Data shown »
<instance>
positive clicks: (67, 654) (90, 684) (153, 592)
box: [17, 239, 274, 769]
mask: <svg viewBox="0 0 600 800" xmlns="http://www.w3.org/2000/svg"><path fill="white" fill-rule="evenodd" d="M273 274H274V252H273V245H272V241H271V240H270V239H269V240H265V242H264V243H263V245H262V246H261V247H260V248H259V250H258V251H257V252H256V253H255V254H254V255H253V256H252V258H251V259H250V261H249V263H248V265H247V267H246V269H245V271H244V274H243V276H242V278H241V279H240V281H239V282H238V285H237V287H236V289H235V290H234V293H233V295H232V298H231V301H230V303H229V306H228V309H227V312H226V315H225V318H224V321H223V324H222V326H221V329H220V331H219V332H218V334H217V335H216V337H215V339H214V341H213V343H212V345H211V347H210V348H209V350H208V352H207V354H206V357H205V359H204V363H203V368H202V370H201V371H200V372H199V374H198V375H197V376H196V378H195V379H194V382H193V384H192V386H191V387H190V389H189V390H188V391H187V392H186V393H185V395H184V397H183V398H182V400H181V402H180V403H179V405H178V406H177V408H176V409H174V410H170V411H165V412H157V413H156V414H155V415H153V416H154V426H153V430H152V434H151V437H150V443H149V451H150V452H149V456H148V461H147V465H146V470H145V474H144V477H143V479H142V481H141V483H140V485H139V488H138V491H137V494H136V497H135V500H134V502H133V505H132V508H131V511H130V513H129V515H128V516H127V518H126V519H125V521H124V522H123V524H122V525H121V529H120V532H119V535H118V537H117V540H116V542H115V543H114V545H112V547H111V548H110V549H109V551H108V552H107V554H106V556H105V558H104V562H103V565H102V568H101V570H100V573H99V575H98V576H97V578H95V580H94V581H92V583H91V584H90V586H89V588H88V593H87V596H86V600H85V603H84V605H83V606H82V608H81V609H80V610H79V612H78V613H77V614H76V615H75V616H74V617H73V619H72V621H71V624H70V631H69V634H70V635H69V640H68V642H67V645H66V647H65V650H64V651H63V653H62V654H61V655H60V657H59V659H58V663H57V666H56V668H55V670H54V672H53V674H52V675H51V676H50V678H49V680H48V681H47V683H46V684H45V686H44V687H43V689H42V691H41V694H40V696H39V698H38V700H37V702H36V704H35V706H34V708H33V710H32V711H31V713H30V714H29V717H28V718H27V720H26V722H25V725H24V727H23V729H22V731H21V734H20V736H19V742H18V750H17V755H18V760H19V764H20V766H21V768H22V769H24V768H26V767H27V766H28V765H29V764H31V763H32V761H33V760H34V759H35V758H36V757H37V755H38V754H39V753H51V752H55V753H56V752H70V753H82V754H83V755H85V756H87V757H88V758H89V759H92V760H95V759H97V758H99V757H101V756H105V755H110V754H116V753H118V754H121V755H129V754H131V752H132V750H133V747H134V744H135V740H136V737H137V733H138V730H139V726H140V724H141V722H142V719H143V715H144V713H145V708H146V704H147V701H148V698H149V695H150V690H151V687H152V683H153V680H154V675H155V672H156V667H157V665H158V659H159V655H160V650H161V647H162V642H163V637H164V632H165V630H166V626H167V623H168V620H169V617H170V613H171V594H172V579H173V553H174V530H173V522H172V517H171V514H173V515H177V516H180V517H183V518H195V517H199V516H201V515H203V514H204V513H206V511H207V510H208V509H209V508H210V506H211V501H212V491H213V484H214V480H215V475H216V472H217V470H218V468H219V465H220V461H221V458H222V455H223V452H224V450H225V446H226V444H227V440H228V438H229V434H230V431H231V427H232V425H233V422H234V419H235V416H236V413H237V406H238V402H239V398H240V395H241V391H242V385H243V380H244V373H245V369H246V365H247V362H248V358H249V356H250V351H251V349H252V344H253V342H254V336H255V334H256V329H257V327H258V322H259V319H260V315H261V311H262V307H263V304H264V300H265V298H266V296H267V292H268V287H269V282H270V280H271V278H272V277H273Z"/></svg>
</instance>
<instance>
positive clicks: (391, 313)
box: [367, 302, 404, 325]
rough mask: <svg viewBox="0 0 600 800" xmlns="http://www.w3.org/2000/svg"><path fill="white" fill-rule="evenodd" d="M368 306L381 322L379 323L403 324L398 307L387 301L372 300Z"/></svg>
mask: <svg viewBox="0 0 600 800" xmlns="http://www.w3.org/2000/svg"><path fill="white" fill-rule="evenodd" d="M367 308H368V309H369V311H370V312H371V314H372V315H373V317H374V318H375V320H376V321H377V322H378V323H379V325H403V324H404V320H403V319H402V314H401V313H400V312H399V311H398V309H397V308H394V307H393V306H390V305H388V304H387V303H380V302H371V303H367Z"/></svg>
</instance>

What to work on » Your answer should be a single number: the count of lines in the listing that hold the word "positive".

Response to the task » 2